## TO BE DONE
Rewrite the entries below with "pink nail polish" changed to "red nail polish" and every other part left as is. Omit the pictures from your reply.

## RECORDED DATA
● ● ● ●
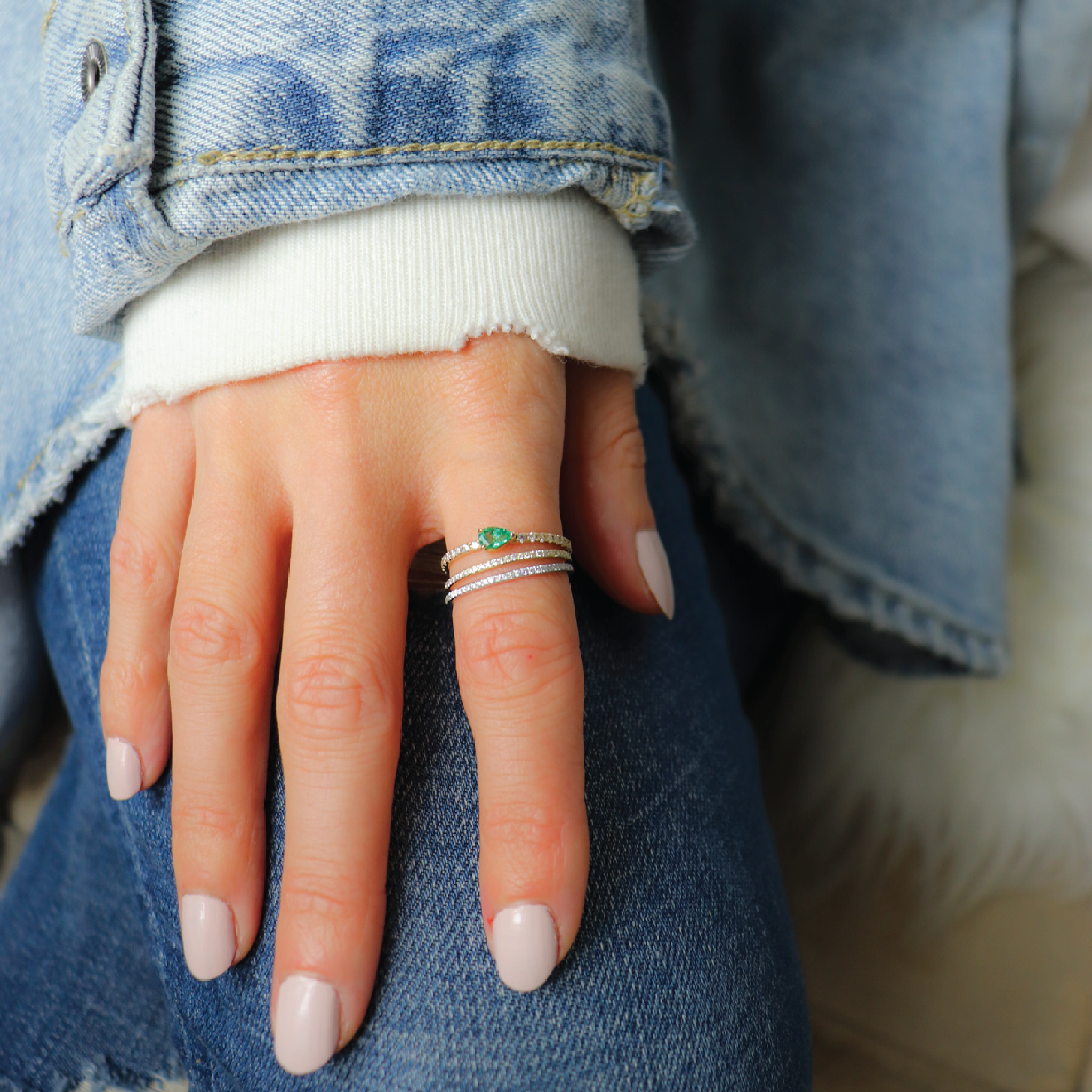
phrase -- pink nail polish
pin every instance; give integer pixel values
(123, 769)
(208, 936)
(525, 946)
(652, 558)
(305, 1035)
● ● ● ●
## COMPLETE ANSWER
phrase -- red nail polish
pin every instance; give integer pixel values
(123, 769)
(208, 936)
(525, 946)
(652, 558)
(305, 1035)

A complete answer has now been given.